• _Exercise_:
Format every line of the rows below as a JSON list of strings, one string per line, leaving out blank lines.
-------
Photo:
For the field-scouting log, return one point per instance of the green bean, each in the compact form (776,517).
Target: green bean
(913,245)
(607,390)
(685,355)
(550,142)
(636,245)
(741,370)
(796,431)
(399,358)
-------
• _Exercise solution_:
[
  "Photo:",
  "For the field-scouting log, return one point per instance of the green bean, each in the compact form (776,517).",
  "Target: green bean",
  "(913,245)",
  "(607,390)",
  "(685,355)",
  "(550,142)",
  "(636,245)",
  "(741,370)",
  "(796,431)",
  "(399,358)"
]